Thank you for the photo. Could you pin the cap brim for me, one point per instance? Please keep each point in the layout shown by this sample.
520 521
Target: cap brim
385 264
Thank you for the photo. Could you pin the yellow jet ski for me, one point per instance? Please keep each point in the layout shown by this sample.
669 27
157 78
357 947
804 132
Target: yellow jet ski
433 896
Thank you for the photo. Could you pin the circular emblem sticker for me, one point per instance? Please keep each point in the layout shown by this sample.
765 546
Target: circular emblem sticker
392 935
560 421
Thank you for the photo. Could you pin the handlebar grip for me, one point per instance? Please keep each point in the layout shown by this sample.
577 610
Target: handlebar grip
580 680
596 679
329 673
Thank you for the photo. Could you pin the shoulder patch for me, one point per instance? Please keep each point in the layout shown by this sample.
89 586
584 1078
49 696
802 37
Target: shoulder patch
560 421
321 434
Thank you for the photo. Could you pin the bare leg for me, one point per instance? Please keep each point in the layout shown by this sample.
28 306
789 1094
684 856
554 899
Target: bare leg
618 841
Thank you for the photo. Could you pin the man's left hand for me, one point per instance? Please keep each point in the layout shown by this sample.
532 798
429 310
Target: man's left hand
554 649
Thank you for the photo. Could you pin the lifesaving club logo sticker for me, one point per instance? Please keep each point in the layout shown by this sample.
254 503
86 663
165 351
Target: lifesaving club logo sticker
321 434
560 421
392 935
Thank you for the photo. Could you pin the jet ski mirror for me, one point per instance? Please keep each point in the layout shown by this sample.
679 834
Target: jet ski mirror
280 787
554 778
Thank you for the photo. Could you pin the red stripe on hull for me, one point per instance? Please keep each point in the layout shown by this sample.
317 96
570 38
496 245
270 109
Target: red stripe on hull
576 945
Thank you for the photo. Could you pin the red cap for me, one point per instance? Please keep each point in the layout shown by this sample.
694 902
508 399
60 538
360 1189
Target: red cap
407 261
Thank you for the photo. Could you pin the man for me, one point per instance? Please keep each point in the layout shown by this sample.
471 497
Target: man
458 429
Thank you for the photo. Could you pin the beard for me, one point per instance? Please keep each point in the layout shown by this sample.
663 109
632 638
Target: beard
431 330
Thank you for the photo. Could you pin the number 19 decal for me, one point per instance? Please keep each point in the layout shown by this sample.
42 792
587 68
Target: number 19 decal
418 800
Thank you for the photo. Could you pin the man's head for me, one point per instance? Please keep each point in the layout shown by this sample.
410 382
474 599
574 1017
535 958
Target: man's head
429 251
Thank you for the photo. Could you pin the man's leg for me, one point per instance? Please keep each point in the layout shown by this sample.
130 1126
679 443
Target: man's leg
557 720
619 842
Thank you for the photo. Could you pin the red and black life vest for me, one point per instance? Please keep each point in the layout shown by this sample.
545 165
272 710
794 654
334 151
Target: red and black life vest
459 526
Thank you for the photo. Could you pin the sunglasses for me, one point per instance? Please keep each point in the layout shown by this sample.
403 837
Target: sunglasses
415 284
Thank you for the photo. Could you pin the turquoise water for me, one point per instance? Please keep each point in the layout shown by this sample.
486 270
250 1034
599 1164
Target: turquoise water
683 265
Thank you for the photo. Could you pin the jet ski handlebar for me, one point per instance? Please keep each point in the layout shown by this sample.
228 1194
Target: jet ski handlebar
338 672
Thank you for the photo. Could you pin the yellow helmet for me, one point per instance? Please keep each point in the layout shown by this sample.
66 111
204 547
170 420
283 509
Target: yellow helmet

----------

**Directions for this task**
Please determine the number of lines in the records above that include the string "helmet", and answer with that number only.

**Expected output**
2